Write out verbatim everything in the listing below, from the line containing "GET /detect?q=window" down to the end of the listing.

[start Working data]

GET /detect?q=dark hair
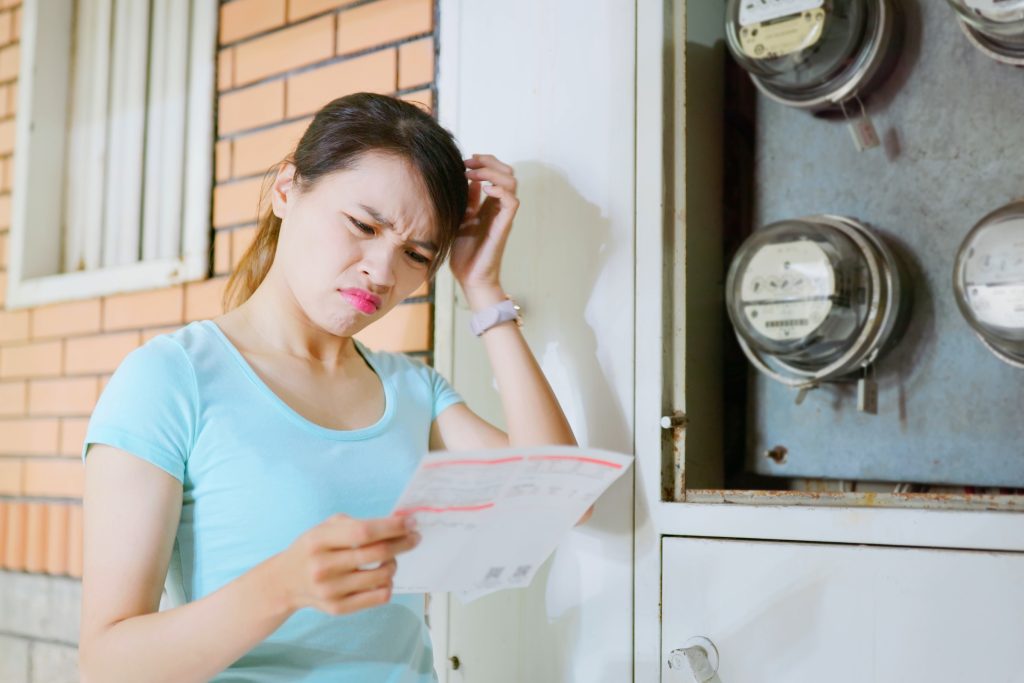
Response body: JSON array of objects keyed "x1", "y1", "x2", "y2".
[{"x1": 224, "y1": 92, "x2": 468, "y2": 310}]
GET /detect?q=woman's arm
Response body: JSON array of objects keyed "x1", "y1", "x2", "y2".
[
  {"x1": 431, "y1": 155, "x2": 593, "y2": 523},
  {"x1": 79, "y1": 444, "x2": 291, "y2": 683}
]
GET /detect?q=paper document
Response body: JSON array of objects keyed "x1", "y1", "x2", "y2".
[{"x1": 393, "y1": 446, "x2": 633, "y2": 601}]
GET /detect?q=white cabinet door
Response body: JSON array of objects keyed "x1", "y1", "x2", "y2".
[{"x1": 662, "y1": 537, "x2": 1024, "y2": 683}]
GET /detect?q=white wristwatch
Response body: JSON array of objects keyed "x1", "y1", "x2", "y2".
[{"x1": 469, "y1": 299, "x2": 522, "y2": 337}]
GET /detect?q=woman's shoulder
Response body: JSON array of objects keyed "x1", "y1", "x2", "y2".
[
  {"x1": 354, "y1": 340, "x2": 436, "y2": 380},
  {"x1": 118, "y1": 321, "x2": 215, "y2": 382}
]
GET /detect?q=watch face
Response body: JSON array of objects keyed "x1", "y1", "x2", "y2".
[{"x1": 482, "y1": 307, "x2": 501, "y2": 328}]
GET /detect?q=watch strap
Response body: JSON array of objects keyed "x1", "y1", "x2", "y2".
[{"x1": 469, "y1": 299, "x2": 520, "y2": 337}]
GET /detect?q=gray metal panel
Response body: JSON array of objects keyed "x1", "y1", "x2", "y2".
[{"x1": 749, "y1": 0, "x2": 1024, "y2": 486}]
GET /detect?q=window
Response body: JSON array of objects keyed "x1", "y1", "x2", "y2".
[{"x1": 7, "y1": 0, "x2": 217, "y2": 307}]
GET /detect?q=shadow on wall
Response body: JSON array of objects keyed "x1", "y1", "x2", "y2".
[{"x1": 508, "y1": 162, "x2": 634, "y2": 682}]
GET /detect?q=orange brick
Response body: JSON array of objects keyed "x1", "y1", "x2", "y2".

[end Working data]

• _Result_
GET /detect?q=window
Response body: JSON array of objects keyed "x1", "y1", "x2", "y2".
[{"x1": 7, "y1": 0, "x2": 217, "y2": 307}]
GET /detect?q=shadow on wall
Response body: JSON array of objects keyed "x1", "y1", "x2", "y2".
[{"x1": 508, "y1": 162, "x2": 634, "y2": 682}]
GET /detect?q=orange brick
Response body: JSON array of objects keyed "x1", "y1", "x2", "y2".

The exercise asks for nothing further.